Supplied data:
╭──
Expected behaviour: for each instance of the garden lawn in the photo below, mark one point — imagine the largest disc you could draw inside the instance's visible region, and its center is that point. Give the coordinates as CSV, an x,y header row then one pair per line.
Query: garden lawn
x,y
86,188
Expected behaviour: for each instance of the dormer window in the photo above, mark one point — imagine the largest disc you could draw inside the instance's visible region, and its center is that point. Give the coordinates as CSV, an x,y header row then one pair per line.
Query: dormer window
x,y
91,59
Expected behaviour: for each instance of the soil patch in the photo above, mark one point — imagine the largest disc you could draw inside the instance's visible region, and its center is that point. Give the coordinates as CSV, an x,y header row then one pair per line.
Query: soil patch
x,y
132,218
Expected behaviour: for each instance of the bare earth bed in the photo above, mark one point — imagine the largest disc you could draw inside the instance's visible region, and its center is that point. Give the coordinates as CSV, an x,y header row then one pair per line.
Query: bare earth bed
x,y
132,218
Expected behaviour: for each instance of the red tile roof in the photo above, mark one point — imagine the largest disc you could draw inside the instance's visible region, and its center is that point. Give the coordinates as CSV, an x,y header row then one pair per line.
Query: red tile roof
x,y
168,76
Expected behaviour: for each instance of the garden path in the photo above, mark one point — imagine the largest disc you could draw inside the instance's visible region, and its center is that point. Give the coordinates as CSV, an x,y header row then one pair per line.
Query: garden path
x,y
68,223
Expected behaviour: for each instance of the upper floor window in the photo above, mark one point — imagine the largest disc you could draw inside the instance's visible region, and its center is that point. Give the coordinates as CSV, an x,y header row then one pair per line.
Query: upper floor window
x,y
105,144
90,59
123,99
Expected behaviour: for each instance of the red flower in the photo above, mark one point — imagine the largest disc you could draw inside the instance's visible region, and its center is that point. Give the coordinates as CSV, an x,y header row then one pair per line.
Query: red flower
╰──
What is needed: Quote every item above word for word, keeping each line as it stands.

Written answer:
Expected behaviour: for each instance of the garden lawn in the photo below, mark one point — imagine the largest disc you could draw inside the instance's visible region, and its center is that point. Give the coordinates as CSV, an x,y header row then one pair per line.
Query: garden lawn
x,y
86,188
Expected behaviour: for each instance of the dormer window in the photo above, mark one point — imagine the largest disc you could draw inside the instance's visible region, and its center is that point. Give the coordinates as CSV, an x,y header row then one pair per line.
Query: dormer window
x,y
91,59
Expected behaviour: for each instance of the soil patch in the photo above, mark one point — imagine the largest disc you could draw inside the instance's visible region, and its center is that point. Give the coordinates as CSV, an x,y header row then one pair per line.
Query: soil patch
x,y
132,218
Expected behaviour: for each instance of the bare earth bed in the photo above, mark one point — imagine the largest disc you could draw inside the instance's visible region, and its center is that point. Give the coordinates as CSV, an x,y header row then one pair per line.
Query: bare earth bed
x,y
132,218
Expected behaviour: for each instance of the red tile roof in the photo above, mark one point — imagine the largest disc you could draw inside the instance's visible region, and its center is that point. Give the coordinates as CSV, an x,y header row then one pair per line.
Query: red tile roof
x,y
168,76
Expected behaviour: for each instance of the garden path in the photo above, mark one point — imagine the largest disc you could draw inside the instance's visible region, and its center is that point. Give the coordinates as CSV, an x,y header row then one pair per line.
Query: garden path
x,y
68,223
Expected behaviour: for each instance of the upper floor window in the photo above, mark one point — imagine the largest disc you could draw inside the instance's visible region, and its center is that point. Give the coordinates as CSV, an x,y header row then one pair per line.
Query: upper floor window
x,y
105,144
90,59
123,99
Expected behaviour: for each instance of the red flower in the photo above, mark one point — imagine the largest disc you could draw inside the instance's visible region, and its center is that point. Give the coordinates as CSV, an x,y header row then one pair per line.
Query: red flower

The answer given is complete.